• [What you will do]
Rewrite the lines that open with the one containing "woman's nose in the image above." and close with the one containing "[1108,32,1157,265]", replacing "tatami mat" with "woven floor mat" and leaving all else unchanged. Give back only those lines.

• [Given records]
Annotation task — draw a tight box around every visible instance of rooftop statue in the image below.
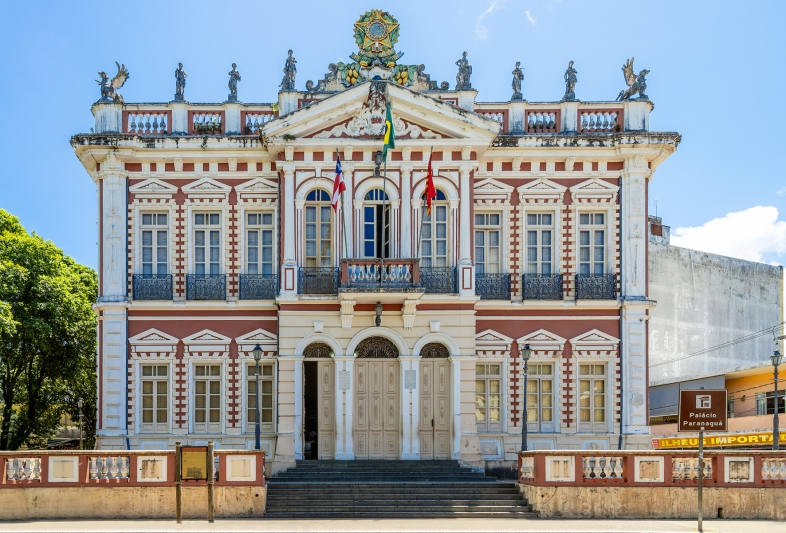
[279,50,297,91]
[456,52,472,91]
[175,63,188,102]
[617,57,650,102]
[227,63,240,102]
[562,61,578,101]
[96,61,131,104]
[512,61,524,100]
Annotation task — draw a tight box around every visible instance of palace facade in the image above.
[71,11,680,470]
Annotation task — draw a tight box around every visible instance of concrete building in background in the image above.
[649,217,786,446]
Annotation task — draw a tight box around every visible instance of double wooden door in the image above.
[353,359,401,459]
[418,358,450,459]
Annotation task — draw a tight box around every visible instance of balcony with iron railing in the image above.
[132,274,172,300]
[475,272,510,300]
[576,274,617,301]
[522,274,563,300]
[239,274,278,300]
[186,274,227,300]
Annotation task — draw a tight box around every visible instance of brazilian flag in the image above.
[382,102,396,160]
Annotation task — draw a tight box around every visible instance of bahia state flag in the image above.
[382,102,396,160]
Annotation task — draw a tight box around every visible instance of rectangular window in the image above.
[420,205,448,268]
[579,364,606,431]
[246,364,273,433]
[305,204,333,268]
[141,365,169,433]
[527,363,554,433]
[475,213,502,274]
[142,213,169,276]
[475,364,502,432]
[246,213,273,274]
[527,213,554,276]
[579,213,606,274]
[194,213,221,276]
[194,365,221,433]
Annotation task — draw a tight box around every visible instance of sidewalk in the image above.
[0,518,786,533]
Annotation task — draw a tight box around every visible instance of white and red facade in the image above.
[72,53,680,468]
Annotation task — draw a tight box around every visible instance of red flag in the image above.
[331,155,347,212]
[426,154,437,215]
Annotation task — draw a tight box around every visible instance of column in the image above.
[281,162,297,296]
[401,164,417,257]
[458,162,475,297]
[333,355,355,460]
[399,355,421,460]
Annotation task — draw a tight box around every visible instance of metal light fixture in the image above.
[770,350,783,450]
[521,344,532,452]
[251,344,262,450]
[76,398,85,450]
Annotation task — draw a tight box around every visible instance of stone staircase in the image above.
[265,460,536,519]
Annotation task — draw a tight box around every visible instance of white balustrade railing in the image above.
[527,111,557,132]
[192,113,223,133]
[245,113,275,135]
[579,111,620,133]
[5,457,41,481]
[671,457,712,481]
[126,111,169,134]
[88,457,129,481]
[519,457,535,479]
[761,458,786,481]
[583,456,622,479]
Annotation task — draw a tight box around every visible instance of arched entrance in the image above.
[418,342,450,459]
[303,342,336,459]
[353,337,401,459]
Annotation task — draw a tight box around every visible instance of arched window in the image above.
[420,189,450,268]
[362,189,391,257]
[303,189,333,268]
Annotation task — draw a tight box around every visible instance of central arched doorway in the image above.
[353,337,401,459]
[418,342,450,459]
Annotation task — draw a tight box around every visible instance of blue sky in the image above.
[0,0,786,266]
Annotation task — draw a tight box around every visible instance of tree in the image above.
[0,209,97,450]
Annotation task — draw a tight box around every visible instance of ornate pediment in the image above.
[128,179,177,198]
[475,329,513,348]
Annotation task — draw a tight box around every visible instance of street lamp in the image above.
[770,350,783,450]
[76,398,84,450]
[521,344,532,452]
[252,344,262,450]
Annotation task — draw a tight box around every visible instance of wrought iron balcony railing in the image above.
[133,274,172,300]
[523,274,563,300]
[475,273,510,300]
[297,267,339,294]
[576,274,617,300]
[340,259,423,292]
[420,267,458,294]
[186,274,227,300]
[240,274,278,300]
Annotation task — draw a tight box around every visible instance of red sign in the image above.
[677,389,726,431]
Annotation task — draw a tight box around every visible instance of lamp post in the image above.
[76,398,84,450]
[521,344,532,452]
[770,350,783,450]
[252,344,262,450]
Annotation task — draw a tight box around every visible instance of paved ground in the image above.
[0,518,786,533]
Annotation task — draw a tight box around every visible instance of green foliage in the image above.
[0,209,97,450]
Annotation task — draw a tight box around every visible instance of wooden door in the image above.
[353,359,400,459]
[317,360,336,459]
[418,359,450,459]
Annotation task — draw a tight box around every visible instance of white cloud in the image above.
[671,206,786,262]
[475,0,497,39]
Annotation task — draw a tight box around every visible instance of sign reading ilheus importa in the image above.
[677,389,726,431]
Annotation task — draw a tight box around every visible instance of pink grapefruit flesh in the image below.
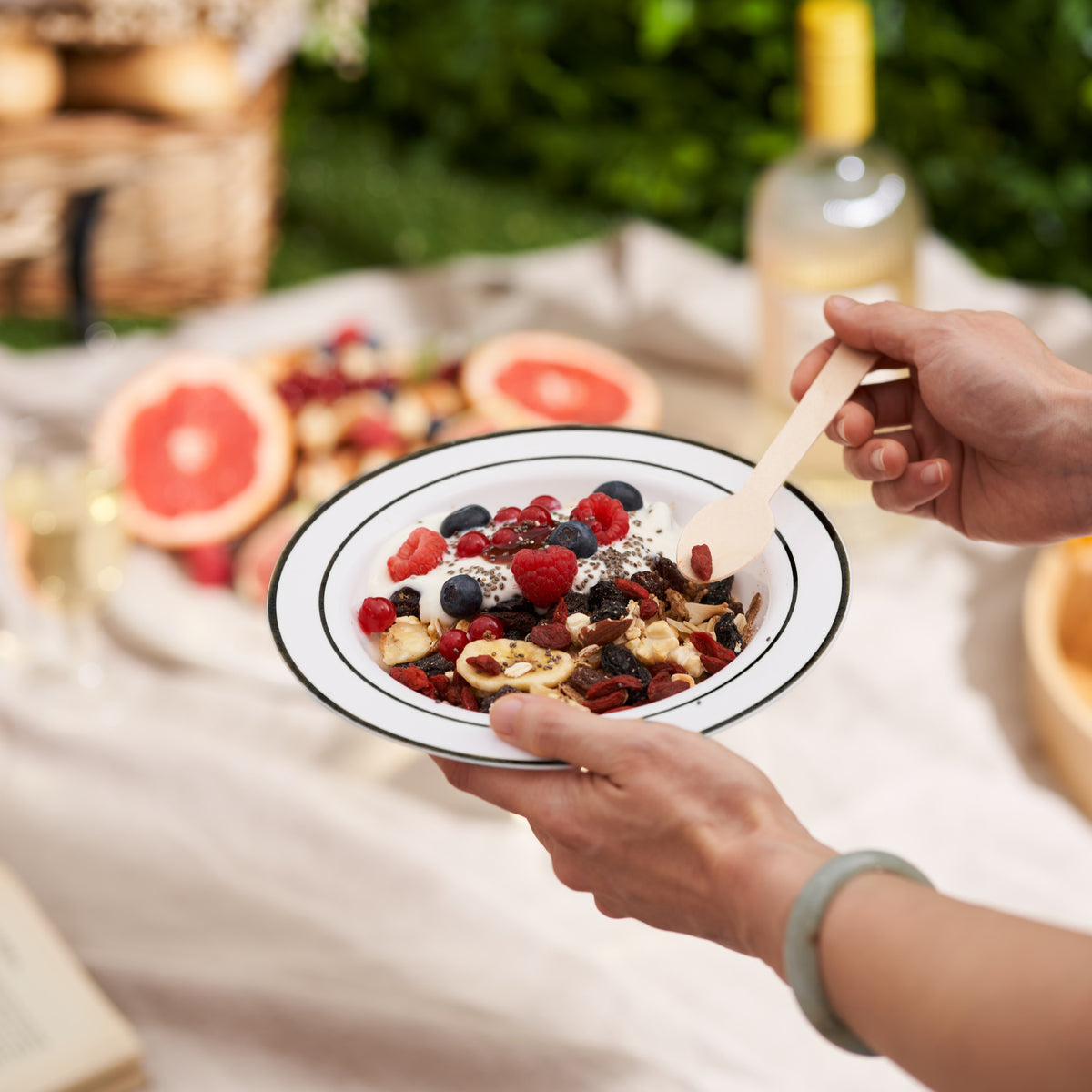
[93,351,295,550]
[460,331,662,428]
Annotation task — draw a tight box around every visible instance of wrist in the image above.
[724,837,837,978]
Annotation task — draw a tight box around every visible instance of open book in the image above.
[0,864,144,1092]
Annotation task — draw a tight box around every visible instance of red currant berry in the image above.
[455,531,490,557]
[436,629,470,664]
[356,595,398,633]
[520,504,553,528]
[467,615,504,641]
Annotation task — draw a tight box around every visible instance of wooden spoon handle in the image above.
[741,345,879,501]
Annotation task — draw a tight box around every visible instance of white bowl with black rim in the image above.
[268,425,850,768]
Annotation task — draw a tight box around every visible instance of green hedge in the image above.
[303,0,1092,290]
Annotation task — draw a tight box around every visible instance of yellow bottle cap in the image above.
[797,0,875,146]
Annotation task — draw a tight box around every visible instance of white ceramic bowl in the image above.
[268,426,848,765]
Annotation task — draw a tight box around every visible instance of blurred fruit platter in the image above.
[92,324,662,605]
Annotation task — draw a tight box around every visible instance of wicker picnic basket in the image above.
[0,72,285,315]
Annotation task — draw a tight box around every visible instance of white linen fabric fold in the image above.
[0,224,1092,1092]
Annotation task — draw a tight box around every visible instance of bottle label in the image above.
[760,280,899,405]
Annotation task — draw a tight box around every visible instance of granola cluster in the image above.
[379,556,761,713]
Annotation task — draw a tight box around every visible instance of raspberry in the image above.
[346,417,402,449]
[182,542,234,588]
[520,504,553,528]
[356,595,398,633]
[387,528,448,580]
[569,492,629,546]
[512,546,577,607]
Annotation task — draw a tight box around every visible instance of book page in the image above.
[0,864,140,1092]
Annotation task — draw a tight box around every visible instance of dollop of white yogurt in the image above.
[368,500,682,624]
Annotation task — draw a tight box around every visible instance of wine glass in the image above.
[0,417,126,693]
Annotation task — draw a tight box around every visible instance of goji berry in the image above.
[690,544,713,583]
[585,675,644,701]
[528,622,572,649]
[584,690,626,713]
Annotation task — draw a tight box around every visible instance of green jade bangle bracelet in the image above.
[784,850,933,1055]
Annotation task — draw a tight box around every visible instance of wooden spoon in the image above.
[677,345,878,583]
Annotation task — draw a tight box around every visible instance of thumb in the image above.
[824,296,937,365]
[490,693,633,776]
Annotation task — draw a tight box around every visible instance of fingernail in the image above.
[922,460,945,487]
[490,693,523,736]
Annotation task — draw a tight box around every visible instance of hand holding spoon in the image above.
[676,345,878,583]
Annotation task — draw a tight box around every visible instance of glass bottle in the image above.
[747,0,924,524]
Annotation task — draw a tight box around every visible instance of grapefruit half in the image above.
[460,331,662,428]
[92,350,295,550]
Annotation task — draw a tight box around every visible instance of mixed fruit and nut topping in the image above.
[357,481,761,713]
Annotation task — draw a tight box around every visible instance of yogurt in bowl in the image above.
[268,426,848,766]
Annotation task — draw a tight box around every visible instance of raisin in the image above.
[591,592,629,622]
[713,613,743,654]
[391,584,420,618]
[698,653,728,675]
[649,672,690,701]
[652,553,690,592]
[600,644,641,675]
[479,686,520,713]
[561,592,588,613]
[402,652,451,675]
[698,577,736,606]
[490,595,535,613]
[569,664,606,693]
[490,610,539,640]
[629,569,667,600]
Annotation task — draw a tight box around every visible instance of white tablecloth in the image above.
[0,224,1092,1092]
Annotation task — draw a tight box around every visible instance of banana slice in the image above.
[455,637,577,693]
[379,615,439,667]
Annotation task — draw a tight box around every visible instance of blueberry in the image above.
[713,613,743,653]
[440,572,482,618]
[600,644,641,678]
[440,504,492,539]
[546,520,600,557]
[595,481,644,512]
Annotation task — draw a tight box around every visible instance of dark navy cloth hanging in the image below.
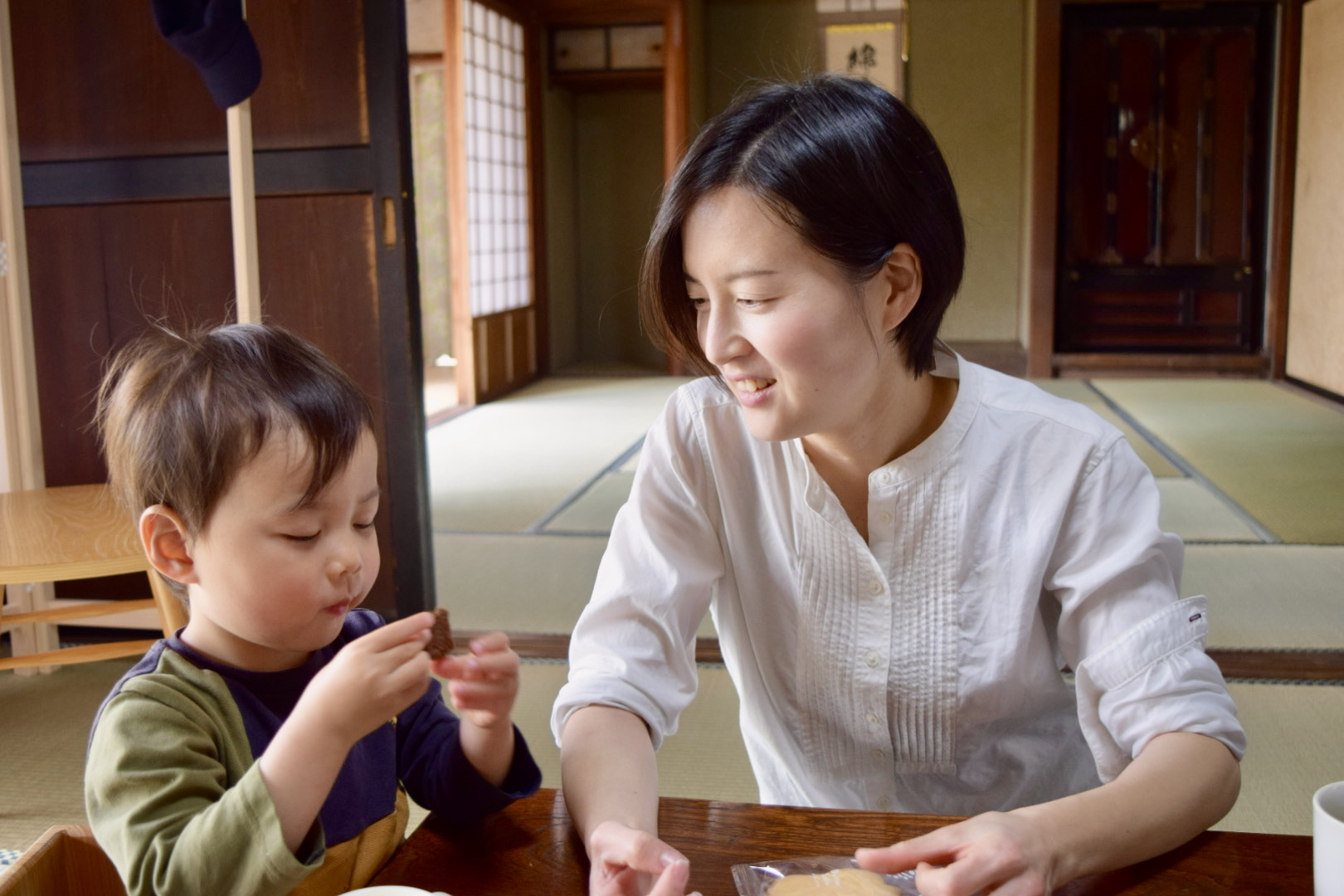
[150,0,261,109]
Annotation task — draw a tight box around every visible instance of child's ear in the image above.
[139,504,197,584]
[878,243,923,334]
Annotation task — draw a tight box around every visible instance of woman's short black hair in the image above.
[640,75,967,376]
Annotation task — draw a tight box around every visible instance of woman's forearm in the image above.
[561,705,659,842]
[1010,732,1240,887]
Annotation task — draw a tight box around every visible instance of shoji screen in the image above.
[444,0,539,404]
[462,0,531,317]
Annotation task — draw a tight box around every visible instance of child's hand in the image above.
[430,631,518,786]
[441,631,518,729]
[293,612,434,750]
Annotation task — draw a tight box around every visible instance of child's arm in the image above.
[431,631,519,787]
[856,732,1240,896]
[258,612,434,850]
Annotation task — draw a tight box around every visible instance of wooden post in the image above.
[0,0,59,674]
[225,2,262,324]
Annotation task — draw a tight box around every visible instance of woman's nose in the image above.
[700,302,748,369]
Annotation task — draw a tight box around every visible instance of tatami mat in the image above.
[434,534,606,634]
[1215,681,1344,835]
[542,470,635,533]
[426,376,685,532]
[1031,380,1181,475]
[1093,379,1344,544]
[0,660,134,849]
[1181,544,1344,647]
[489,448,1261,543]
[1157,478,1262,544]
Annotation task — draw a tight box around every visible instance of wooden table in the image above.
[373,790,1312,896]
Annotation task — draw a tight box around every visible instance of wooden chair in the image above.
[0,825,126,896]
[0,485,187,669]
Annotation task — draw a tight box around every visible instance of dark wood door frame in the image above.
[1024,0,1303,379]
[22,2,434,616]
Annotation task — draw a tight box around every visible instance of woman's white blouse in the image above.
[551,353,1246,816]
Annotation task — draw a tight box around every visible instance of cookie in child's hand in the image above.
[425,607,453,660]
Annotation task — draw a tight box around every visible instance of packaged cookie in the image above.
[733,855,919,896]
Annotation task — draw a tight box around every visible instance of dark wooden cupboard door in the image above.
[1055,4,1273,353]
[11,0,434,616]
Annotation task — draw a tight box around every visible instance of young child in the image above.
[85,324,540,896]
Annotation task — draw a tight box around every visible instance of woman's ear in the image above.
[878,243,923,334]
[139,504,197,584]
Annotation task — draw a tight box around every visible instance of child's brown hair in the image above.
[94,324,373,594]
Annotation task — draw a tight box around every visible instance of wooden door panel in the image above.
[1063,31,1118,262]
[9,0,368,163]
[24,206,110,486]
[1160,31,1205,265]
[256,195,397,608]
[1210,30,1255,265]
[18,0,433,616]
[1055,4,1270,352]
[1108,32,1157,265]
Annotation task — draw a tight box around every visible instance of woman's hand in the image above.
[587,821,699,896]
[855,811,1055,896]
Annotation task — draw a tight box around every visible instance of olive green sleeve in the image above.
[85,675,325,896]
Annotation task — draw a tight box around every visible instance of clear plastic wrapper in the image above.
[733,855,919,896]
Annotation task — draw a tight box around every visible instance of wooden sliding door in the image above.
[1055,2,1274,353]
[11,0,434,616]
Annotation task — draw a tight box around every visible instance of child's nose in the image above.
[328,538,364,579]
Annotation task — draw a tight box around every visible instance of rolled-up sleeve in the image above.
[551,392,723,748]
[1045,438,1246,782]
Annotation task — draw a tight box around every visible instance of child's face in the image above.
[183,429,379,670]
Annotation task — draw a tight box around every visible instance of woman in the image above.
[553,76,1244,896]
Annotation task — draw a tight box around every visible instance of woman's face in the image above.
[681,187,918,441]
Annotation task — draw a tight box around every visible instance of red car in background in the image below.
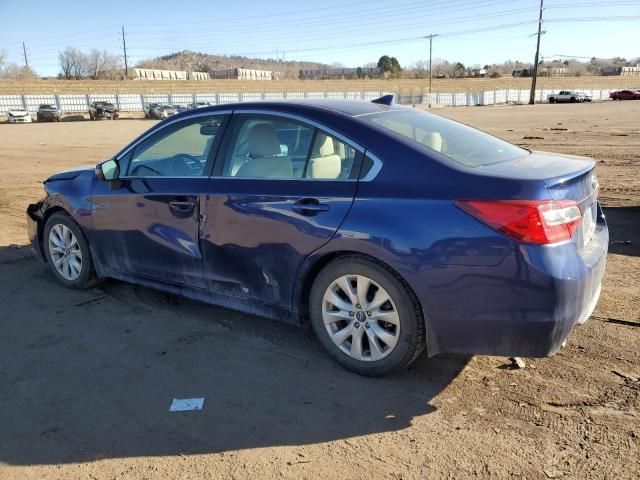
[609,89,640,100]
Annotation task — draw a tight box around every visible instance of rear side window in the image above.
[362,110,528,167]
[219,114,362,181]
[222,115,313,179]
[305,131,356,180]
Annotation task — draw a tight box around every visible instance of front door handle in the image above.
[293,198,329,215]
[169,197,196,212]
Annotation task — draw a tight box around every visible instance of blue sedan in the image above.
[27,99,608,376]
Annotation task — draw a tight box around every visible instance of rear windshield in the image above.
[361,110,529,167]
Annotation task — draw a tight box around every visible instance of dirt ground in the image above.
[0,102,640,480]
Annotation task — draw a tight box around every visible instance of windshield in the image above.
[362,110,529,167]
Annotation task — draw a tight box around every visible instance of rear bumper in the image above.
[423,208,609,357]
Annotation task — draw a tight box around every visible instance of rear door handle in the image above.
[169,197,196,212]
[293,198,329,215]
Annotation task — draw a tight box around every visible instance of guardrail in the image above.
[0,89,615,114]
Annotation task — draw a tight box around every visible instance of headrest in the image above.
[311,133,335,157]
[249,123,280,157]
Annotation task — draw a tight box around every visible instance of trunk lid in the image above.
[472,151,599,251]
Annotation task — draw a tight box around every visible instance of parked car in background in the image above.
[547,90,591,103]
[149,105,176,120]
[189,102,211,109]
[89,102,120,120]
[142,103,160,118]
[609,89,640,100]
[36,103,62,122]
[27,99,609,376]
[7,108,33,123]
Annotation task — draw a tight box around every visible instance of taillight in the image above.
[455,200,582,245]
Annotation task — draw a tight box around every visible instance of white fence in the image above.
[0,89,614,114]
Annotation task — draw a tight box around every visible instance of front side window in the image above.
[121,115,225,177]
[363,110,529,167]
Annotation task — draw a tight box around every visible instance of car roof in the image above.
[182,98,406,117]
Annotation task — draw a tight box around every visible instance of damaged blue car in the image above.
[27,98,608,376]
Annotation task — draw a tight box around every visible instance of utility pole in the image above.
[22,42,29,68]
[122,25,129,80]
[529,0,544,105]
[424,33,439,93]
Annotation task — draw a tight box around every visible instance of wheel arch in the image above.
[294,250,431,353]
[38,204,91,263]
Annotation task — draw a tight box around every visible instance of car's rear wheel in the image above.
[309,256,424,376]
[43,212,96,289]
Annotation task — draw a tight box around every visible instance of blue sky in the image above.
[0,0,640,75]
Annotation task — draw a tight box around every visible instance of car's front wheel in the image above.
[309,256,424,376]
[43,212,96,289]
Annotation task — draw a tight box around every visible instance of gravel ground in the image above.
[0,102,640,480]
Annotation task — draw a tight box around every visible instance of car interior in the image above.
[223,118,356,180]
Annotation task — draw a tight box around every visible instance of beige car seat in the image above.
[233,123,293,178]
[307,133,342,178]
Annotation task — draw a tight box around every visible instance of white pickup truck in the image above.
[547,90,591,103]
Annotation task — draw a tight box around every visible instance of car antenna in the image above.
[371,94,393,105]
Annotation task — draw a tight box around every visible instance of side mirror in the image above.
[96,158,120,182]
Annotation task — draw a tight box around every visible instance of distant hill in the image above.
[136,50,328,78]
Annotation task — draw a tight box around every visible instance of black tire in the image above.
[309,255,425,377]
[42,212,98,290]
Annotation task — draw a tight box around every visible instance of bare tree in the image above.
[0,62,37,80]
[85,48,120,80]
[58,47,75,80]
[58,47,90,80]
[407,60,429,78]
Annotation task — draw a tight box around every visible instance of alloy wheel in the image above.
[322,275,400,361]
[49,223,82,281]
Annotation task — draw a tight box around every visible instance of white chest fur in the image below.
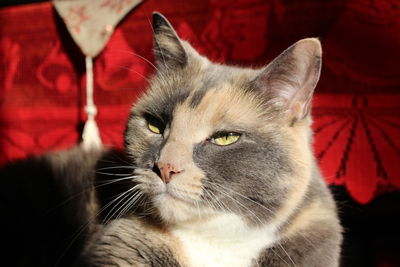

• [Task response]
Annotation task — draw a tight box around every visible instance of woman's nose in the image above.
[700,302,748,369]
Annotation task — draw a tight box around every visible instance of woven floor mat in the image above.
[434,534,606,634]
[1215,681,1344,835]
[542,470,635,533]
[426,376,685,532]
[1031,380,1181,475]
[1093,379,1344,544]
[0,660,134,849]
[1181,544,1344,647]
[489,448,1261,543]
[1157,478,1262,544]
Annotation task — draw a tight box around every visible instance of wooden table in the image above.
[373,790,1312,896]
Annotation task — draw a tight box around every visible instance of wooden chair in the image above.
[0,825,126,896]
[0,485,187,669]
Annotation task — draw a tight box around every visible instance of dark wood door frame in the image above.
[1024,0,1303,379]
[22,2,434,616]
Annotation task — draw a tight box around every visible instance of woman's white blouse in the image above.
[551,353,1246,816]
Annotation task — draw a tight box around every visible instance of cookie in child's hand in the image above.
[425,607,453,660]
Annotation task — draw a tight box around every visible instance of packaged cookie in the image above.
[733,855,919,896]
Annotation task — draw a tight box around every visible instance of dark wooden cupboard door in the image above.
[1055,4,1273,353]
[11,0,434,616]
Annotation task — draw a tight box around every visible instance of young child in the image above.
[85,324,540,896]
Annotation task — draw a tight box around every visible instance of woman's ear in the image above.
[878,243,923,334]
[139,504,197,584]
Annotation task — draw a tight box around every visible instance of child's brown hair in the image above.
[94,324,373,594]
Annotation task — draw a tight box around every visible instance of wooden door panel in the image above.
[1063,31,1118,262]
[9,0,368,163]
[24,206,110,486]
[1160,31,1205,265]
[256,195,397,608]
[1210,30,1255,265]
[18,0,433,616]
[1055,4,1270,352]
[1108,32,1157,265]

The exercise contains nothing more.